Problem description: The full text of the records below, minus any pictures, should be given back word for word.

Data:
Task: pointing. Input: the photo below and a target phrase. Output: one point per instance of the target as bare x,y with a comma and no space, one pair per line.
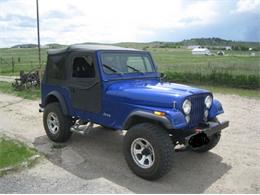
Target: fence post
12,64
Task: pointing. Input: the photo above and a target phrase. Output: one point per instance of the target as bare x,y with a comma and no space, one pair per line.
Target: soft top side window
56,67
83,67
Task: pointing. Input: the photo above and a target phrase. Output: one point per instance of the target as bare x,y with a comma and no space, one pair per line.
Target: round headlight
186,106
208,101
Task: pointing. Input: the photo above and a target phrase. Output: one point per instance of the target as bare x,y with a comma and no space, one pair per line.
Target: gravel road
94,163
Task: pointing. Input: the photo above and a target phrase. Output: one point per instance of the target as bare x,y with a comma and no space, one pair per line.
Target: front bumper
205,131
209,129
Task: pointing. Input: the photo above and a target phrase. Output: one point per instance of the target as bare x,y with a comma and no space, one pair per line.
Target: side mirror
162,76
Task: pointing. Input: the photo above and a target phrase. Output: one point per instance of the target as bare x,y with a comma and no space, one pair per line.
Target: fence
13,65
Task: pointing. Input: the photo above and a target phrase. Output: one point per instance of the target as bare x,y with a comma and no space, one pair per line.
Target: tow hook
198,140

Solution for this task:
Task: pointing. Input: the photo below and a target phrase. Output: one point per instance of the target as bare x,y with a comma and no space, one pair per line.
Target: fence post
12,64
Task: pointing. Input: the photo above and a target phrase. Output: one point per instance of the target as bare x,y with a comma and no space, one pair per line.
Target: soft top side window
56,67
83,67
Task: pointing. Input: the photo above and a target phrase. Output: one point per instance of the target as bare x,y with a comma and no space, one pair per line.
Target: round headlight
186,106
208,101
Task: pointing. Input: the photo above and a target phrase. Output: one point per instance of the target as bare x,y with a comma and no space, one pair per line.
Target: gravel road
94,163
Task: pointing. Input: the photo above and a target phrase. Output: one point per instance of the target as bare x,y with a comma and no space, one pair per line.
Target: front bumper
205,131
209,129
Task: pointing. Input: the photo above and a target phrase. Output: one point per instance of the target as bare x,y with a comma and no space, one pair per line.
Target: side mirror
162,76
Task: pointing. Input: the photo above and a target phrase. Output: one point per instance of the target as bare x,y with a comma and no space, one pair per line.
Target: fence
13,65
Task: pointing. Input: the photo above and a target phrase. Output: one point per instance of the target as bare x,y with a comma and no space, one pair per line.
Target: tow hook
198,140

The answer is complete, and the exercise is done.